**Work instruction:** No record may be omitted; give all of them again exactly.

**Data supplied:**
* * * * * * *

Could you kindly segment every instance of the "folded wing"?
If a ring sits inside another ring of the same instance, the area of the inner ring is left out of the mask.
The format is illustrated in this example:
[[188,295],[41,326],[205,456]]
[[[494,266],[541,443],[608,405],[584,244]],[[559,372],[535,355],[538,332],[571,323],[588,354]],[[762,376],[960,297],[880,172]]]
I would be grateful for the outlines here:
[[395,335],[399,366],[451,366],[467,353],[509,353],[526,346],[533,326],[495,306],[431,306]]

* * * * * * *

**Solved exercise:**
Could you kindly segment every instance of the "folded wing"?
If a ring sits inside another ring of the same instance, the area of the inner ring is left out of the mask.
The format is illustrated in this example:
[[188,295],[41,326],[205,456]]
[[[494,266],[541,443],[608,405],[584,244]],[[559,372],[535,355],[538,332],[571,323],[588,354]],[[762,376],[960,297],[880,172]]]
I would be grateful for the outlines here:
[[395,335],[399,366],[451,366],[467,353],[509,353],[526,346],[533,326],[495,306],[431,306]]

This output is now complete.